───── Data section ─────

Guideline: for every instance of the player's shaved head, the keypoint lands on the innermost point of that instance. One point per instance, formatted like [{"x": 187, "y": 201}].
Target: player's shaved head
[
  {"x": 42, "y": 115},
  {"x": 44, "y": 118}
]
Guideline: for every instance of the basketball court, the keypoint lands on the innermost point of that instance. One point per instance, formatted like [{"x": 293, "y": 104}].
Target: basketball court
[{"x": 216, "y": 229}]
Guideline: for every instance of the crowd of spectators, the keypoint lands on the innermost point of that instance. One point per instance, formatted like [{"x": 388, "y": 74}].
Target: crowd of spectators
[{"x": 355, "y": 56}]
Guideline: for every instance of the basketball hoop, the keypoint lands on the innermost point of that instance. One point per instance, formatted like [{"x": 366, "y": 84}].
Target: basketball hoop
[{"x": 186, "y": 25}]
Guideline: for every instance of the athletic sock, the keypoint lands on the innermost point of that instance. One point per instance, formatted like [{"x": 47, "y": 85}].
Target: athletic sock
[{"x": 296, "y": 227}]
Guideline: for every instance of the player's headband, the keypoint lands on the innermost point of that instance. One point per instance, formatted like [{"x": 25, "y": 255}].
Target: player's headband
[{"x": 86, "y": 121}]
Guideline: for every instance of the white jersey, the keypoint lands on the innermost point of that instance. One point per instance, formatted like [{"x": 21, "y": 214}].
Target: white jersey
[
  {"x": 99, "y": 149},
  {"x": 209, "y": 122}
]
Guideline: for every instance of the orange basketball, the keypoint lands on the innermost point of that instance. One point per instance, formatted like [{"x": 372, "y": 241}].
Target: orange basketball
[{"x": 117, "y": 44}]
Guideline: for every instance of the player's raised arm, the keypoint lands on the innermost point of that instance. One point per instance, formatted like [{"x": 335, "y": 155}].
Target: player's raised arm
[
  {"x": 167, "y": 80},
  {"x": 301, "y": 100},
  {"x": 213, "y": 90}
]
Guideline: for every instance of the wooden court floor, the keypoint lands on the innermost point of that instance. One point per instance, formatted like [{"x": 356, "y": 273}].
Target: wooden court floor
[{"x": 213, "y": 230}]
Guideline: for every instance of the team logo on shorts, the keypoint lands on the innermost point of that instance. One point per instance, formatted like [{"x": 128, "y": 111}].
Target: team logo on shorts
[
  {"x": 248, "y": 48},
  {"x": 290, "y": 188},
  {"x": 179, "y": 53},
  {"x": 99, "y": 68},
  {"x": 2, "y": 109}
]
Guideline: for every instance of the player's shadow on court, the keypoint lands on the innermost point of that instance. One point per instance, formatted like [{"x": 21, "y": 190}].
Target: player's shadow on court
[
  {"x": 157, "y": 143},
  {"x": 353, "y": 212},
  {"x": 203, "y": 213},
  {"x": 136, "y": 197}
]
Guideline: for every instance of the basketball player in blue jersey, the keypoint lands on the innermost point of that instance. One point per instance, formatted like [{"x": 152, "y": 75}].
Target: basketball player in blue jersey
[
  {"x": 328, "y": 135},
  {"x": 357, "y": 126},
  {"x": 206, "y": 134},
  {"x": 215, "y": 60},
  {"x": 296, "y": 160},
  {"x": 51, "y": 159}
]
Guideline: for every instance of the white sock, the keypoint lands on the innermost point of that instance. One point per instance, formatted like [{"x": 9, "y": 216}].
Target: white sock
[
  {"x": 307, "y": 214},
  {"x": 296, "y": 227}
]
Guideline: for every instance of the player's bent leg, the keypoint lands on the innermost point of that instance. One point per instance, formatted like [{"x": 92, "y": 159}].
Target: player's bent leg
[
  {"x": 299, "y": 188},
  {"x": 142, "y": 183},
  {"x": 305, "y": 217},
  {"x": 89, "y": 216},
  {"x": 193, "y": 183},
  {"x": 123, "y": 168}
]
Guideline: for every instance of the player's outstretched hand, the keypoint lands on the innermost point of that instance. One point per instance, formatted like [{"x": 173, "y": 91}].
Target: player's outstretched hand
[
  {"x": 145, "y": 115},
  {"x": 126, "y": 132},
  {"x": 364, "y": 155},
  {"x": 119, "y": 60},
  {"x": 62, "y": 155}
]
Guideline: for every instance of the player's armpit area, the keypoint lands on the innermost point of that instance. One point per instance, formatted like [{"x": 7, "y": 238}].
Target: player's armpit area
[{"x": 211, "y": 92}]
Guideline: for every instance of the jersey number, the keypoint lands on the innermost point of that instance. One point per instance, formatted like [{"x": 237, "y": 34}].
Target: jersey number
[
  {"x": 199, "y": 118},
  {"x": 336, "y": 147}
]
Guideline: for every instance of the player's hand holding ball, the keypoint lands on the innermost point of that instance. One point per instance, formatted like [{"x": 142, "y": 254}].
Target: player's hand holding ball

─────

Work order> Above are the entries. Quote exactly the lines from the one bearing "Target: player's bent leg" through the one bearing "Guideline: for every instance of the player's outstretched".

Written reply>
Target: player's bent leg
[
  {"x": 299, "y": 188},
  {"x": 142, "y": 183},
  {"x": 305, "y": 217},
  {"x": 89, "y": 216},
  {"x": 193, "y": 183},
  {"x": 123, "y": 168}
]
Guideline: for every instance of the player's outstretched hand, the keypoint lands on the innermost point of that instance. One point per instance, formatted like [{"x": 173, "y": 91}].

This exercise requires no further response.